Заполним разом все клеточки в кроссворде: родился в 1796–1828 гг. в небогатой помещичьей семье старинного рода, умер в 1829–1910 гг., прожив 26–82 года. Знал от двух до шести языков. Рисовал. Писал вальсы. Служил в Министерстве иностранных дел. Воевал. Был разжалован в солдаты, сослан на Кавказ, в Сибирь и родовое имение. Путешествовал, не был выпущен за границу, прожил 10, 20, 30 лет в Италии, Франции и Англии, где и умер. Погиб на дуэли, был убит, простудился, погиб… Прах его покоится на родине, перенесен из чужеземья, могила утрачена. Написал «Горе от ума», «Медного всадника», «Героя нашего времени», «Мертвые души», «Войну и мир», «Идиота» и некоторые другие произведения. Сто томов писем.
С признанием при жизни у русских писателей обстояло не так плохо, как, скажем, в Америке. У нас не открывали через сто лет Стендаля, По, Потоцкого или Мелвилла. И читатели, и власти более или менее сразу знали, с кем имеют дело. С биографиями похуже, но все-таки лучше, чем в следующем веке. Что поэты сохранили, так это исключительный патриотизм.
Да, биография налицо. Но где же тогда дом, который мы только что посетили? Когда же поэт в нем жил? Он в нем или родился, или умер. Приезжал в гости. Один Лев Толстой… да и тот, в конце концов, не выдержал и умер в дороге.
Скоро кончится тревога. Верный путник хвалит Бога.Необманчива дорога, и уж близко светит цель.Нет никакого дома – одна дорога. Путь. И если начало пути, место рождения, имело меньше всего шансов сохраниться для благородных потомков, потому что новорожденный гений – такой же младенец, как все, не различишь (как поражает доска на одной из московских высоток: здесь родился Лермонтов!), то место смерти и могила должны быть куда более отчетливы у человека, столь свершившего… Казалось бы.

Данные, извлечённые из коллекции:

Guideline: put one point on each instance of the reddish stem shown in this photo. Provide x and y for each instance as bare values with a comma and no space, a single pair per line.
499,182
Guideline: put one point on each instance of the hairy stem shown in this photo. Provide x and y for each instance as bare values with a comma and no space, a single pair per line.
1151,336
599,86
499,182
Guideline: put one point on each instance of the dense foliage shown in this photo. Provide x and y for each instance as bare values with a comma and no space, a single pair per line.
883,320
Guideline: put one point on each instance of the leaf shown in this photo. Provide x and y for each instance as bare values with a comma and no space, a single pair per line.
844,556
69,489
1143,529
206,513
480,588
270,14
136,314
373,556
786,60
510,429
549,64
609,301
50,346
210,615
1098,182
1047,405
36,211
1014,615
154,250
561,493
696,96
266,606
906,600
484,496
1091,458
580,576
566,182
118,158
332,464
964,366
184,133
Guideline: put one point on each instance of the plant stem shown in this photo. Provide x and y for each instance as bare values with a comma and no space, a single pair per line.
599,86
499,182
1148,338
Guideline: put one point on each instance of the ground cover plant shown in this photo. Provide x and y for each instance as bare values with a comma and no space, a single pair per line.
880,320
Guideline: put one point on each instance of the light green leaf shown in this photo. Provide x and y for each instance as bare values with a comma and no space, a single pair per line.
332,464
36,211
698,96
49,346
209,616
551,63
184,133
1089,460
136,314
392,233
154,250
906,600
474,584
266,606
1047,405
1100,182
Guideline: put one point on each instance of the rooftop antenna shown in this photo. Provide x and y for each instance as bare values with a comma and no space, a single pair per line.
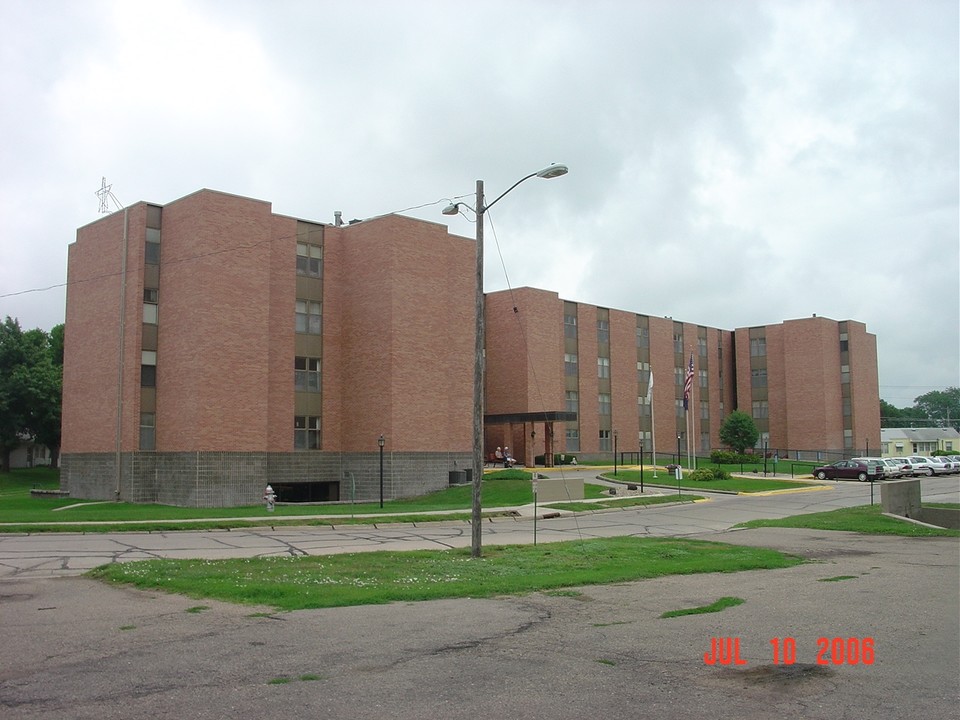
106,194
...
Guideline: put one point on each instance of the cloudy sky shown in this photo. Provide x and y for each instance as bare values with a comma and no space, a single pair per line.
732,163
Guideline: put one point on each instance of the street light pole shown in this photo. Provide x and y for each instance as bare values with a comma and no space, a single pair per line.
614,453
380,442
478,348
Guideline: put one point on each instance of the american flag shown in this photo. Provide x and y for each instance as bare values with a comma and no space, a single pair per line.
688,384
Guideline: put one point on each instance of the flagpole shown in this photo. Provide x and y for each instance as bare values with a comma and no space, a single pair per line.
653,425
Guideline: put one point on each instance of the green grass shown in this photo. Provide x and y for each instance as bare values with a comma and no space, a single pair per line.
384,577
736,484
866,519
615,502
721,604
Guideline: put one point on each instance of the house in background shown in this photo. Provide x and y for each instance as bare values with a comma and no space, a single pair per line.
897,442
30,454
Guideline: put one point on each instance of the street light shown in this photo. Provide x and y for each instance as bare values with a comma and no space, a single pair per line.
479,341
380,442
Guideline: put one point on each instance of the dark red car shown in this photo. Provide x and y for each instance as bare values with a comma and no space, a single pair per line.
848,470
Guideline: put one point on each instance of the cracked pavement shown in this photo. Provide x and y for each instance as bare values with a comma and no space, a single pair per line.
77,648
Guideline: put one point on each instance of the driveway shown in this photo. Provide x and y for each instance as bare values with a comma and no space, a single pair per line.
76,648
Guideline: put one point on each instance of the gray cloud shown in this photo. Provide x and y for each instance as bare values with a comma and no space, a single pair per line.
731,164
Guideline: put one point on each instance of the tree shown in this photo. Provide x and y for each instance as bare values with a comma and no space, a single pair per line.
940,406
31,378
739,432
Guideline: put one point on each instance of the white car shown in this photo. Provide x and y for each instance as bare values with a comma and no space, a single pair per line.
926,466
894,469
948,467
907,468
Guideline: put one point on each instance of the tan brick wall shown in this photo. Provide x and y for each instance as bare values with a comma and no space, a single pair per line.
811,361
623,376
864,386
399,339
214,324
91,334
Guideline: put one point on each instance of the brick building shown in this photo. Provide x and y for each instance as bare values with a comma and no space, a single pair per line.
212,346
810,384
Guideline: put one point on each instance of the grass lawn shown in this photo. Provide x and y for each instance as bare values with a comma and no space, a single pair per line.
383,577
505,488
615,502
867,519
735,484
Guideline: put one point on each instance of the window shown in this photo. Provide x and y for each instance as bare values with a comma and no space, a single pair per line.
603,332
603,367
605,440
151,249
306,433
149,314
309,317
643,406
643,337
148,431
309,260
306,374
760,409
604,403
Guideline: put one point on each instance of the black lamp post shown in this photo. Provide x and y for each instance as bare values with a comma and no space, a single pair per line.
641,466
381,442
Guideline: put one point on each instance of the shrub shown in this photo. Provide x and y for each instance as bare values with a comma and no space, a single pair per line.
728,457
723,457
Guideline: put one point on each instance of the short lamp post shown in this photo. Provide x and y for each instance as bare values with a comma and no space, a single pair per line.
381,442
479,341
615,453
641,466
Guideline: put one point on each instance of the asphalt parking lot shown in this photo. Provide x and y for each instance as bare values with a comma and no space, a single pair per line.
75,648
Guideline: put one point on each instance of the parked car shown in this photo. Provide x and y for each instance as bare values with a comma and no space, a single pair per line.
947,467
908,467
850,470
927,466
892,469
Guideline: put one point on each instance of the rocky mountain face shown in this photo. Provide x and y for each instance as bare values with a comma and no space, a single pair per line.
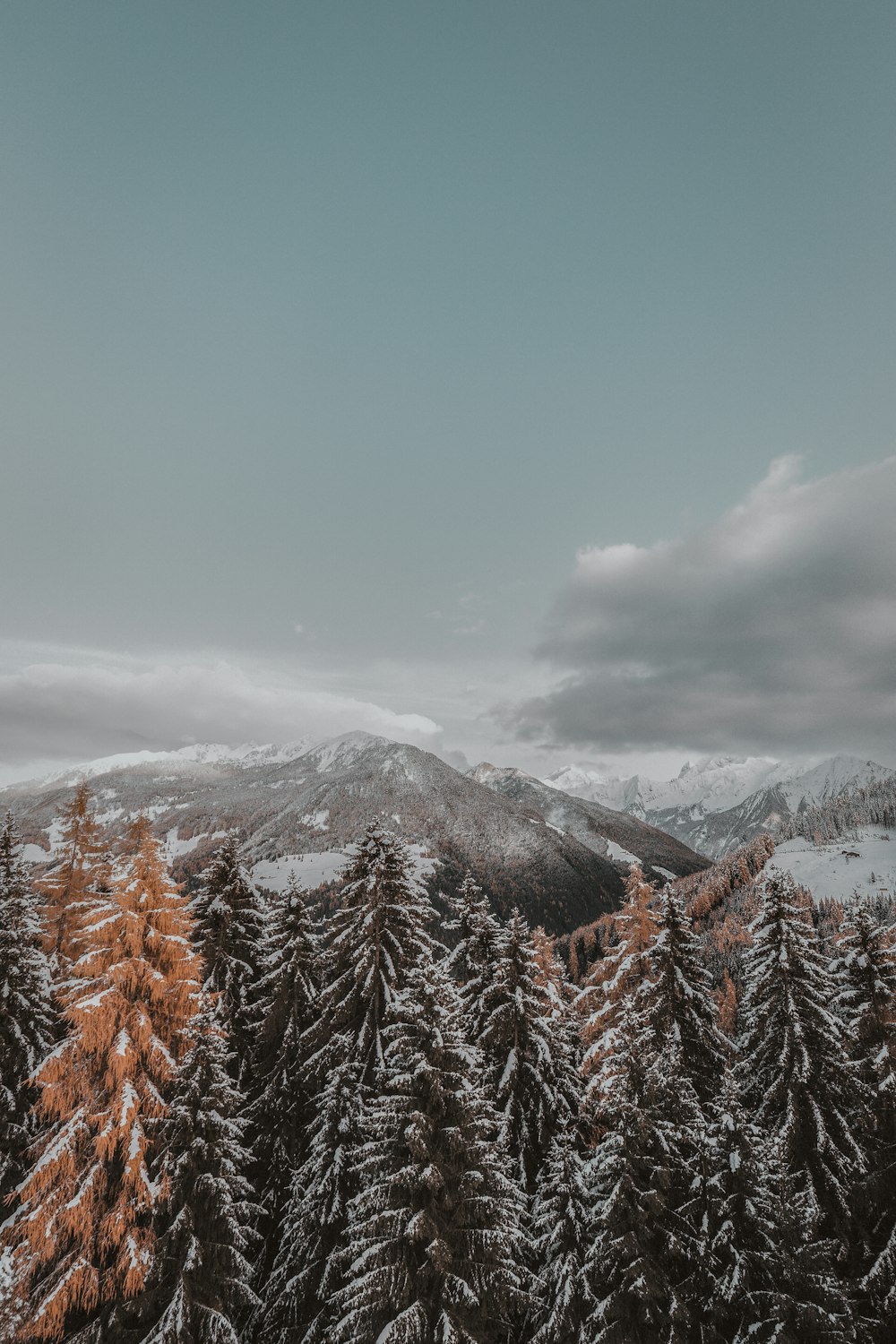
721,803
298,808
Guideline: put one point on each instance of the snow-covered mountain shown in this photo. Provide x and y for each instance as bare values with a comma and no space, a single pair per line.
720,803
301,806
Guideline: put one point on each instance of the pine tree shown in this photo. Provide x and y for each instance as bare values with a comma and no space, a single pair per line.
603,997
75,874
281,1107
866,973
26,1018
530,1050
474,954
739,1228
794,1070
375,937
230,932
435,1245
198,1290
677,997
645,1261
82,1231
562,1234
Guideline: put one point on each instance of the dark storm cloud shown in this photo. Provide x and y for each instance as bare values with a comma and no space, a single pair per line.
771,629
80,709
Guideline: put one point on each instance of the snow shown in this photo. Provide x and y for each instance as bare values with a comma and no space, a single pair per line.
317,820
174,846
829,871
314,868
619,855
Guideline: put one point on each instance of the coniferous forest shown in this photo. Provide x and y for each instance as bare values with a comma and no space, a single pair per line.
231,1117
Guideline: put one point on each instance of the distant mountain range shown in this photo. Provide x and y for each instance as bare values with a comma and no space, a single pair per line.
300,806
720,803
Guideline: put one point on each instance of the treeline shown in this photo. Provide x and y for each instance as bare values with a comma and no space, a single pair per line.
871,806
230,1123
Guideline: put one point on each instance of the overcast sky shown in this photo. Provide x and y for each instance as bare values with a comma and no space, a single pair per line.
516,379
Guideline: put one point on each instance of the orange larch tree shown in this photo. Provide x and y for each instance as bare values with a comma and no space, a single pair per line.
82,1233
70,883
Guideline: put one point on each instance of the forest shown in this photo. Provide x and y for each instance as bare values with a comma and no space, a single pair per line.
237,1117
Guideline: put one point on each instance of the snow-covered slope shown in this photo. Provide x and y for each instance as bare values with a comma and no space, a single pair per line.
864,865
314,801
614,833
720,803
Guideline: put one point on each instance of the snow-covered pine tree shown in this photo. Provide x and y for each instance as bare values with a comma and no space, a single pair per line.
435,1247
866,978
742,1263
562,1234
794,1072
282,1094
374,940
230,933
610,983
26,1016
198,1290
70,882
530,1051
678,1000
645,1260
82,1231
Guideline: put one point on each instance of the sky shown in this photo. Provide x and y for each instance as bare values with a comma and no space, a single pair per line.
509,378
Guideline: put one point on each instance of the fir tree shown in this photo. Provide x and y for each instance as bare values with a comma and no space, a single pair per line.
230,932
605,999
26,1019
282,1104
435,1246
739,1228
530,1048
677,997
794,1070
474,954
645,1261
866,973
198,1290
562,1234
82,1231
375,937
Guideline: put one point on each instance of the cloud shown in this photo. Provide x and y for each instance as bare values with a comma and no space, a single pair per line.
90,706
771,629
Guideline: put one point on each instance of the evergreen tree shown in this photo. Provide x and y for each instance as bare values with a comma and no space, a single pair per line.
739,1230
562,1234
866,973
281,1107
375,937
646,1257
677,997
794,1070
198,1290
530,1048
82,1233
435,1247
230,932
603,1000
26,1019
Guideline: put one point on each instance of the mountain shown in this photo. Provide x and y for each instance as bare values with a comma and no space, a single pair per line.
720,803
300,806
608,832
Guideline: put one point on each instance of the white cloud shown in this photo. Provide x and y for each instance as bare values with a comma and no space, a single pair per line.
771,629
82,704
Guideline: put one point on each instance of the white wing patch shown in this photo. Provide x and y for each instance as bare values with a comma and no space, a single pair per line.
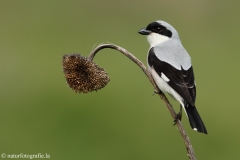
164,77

Задания:
[A] Процитируйте исходный текст от слов «С признанием при» до слов «умер в дороге.».
[B] Где, согласно исходному тексту, умер Лев Толстой?

Правильные ответы:
[A]
С признанием при жизни у русских писателей обстояло не так плохо, как, скажем, в Америке. У нас не открывали через сто лет Стендаля, По, Потоцкого или Мелвилла. И читатели, и власти более или менее сразу знали, с кем имеют дело. С биографиями похуже, но все-таки лучше, чем в следующем веке. Что поэты сохранили, так это исключительный патриотизм.
Да, биография налицо. Но где же тогда дом, который мы только что посетили? Когда же поэт в нем жил? Он в нем или родился, или умер. Приезжал в гости. Один Лев Толстой… да и тот, в конце концов, не выдержал и умер в дороге.

[B] В дороге.